(Source data)
======

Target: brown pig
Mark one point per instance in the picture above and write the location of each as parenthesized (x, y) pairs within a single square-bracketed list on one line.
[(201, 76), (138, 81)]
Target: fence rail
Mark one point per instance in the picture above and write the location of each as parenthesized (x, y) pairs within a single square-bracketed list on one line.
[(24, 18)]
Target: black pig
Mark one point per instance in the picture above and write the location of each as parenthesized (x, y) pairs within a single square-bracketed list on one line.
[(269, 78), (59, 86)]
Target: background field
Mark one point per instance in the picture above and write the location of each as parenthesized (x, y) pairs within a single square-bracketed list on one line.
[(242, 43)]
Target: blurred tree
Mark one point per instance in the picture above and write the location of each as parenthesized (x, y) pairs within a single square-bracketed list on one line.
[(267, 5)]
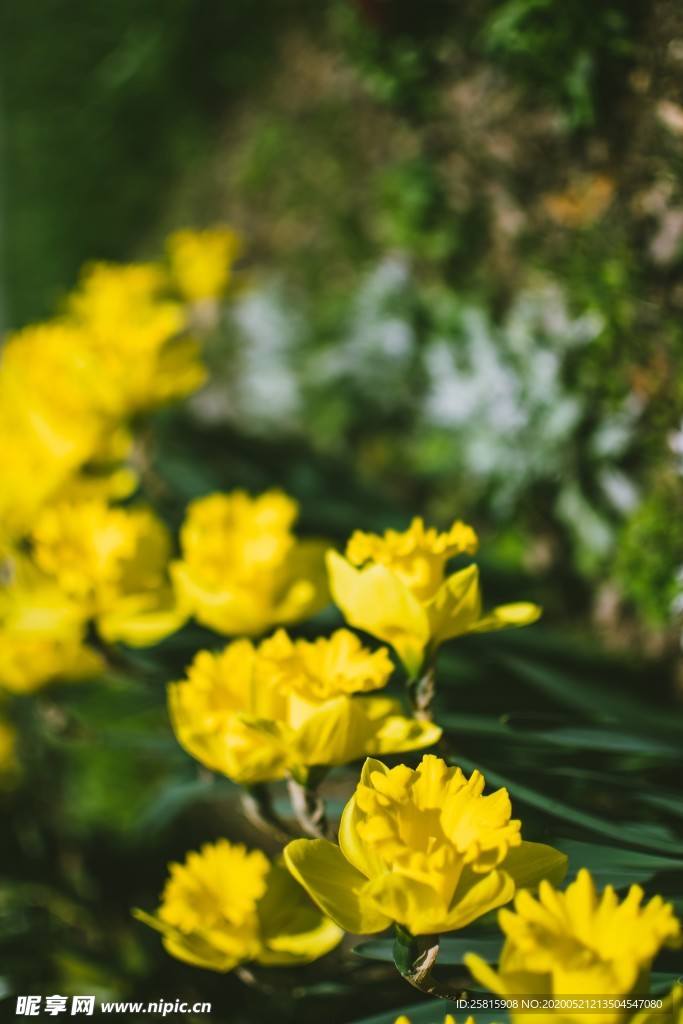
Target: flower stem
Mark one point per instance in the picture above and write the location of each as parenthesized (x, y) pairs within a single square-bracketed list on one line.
[(257, 805), (421, 693), (415, 955), (308, 809)]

======

What you have to do:
Replace "pig" with "hog" everywhere in the lines above, leaving the rest unchanged. Leave out the pictures when you write the lines back.

Output for this task:
Target: brown hog
Mark one point per instance in the picture above and write the location of each as parenthesized (x, y) pairs within a single square-bracketed list on one line.
[(201, 76), (138, 81)]
Target: fence rail
Mark one point per instance in the picture above and write the location of each as parenthesized (x, y) pairs within a single square-bracketed list on one line.
[(24, 18)]
Target: black hog
Mark one point per instance in the picture above and write the location of each as parenthesized (x, y) pairs within a single square-bracketed list on one line.
[(269, 78), (59, 86)]
Target: background field
Mark one point per instance in the picture above and write the location of each as parenthesized (x, y) pairs within a single square-bracketed list on one line.
[(242, 43)]
Target: blurred tree
Mark one point per instance in the picture above and write the location of each as parenthesized (x, y) pairs within a single square-bracketed list on one line.
[(267, 5)]
Target: flower stem
Mark one point per instance in the picture above and write the location of each as parenthesized (x, y) pairs within a single square-bracketed list on one line.
[(257, 805), (421, 693), (415, 955), (308, 809)]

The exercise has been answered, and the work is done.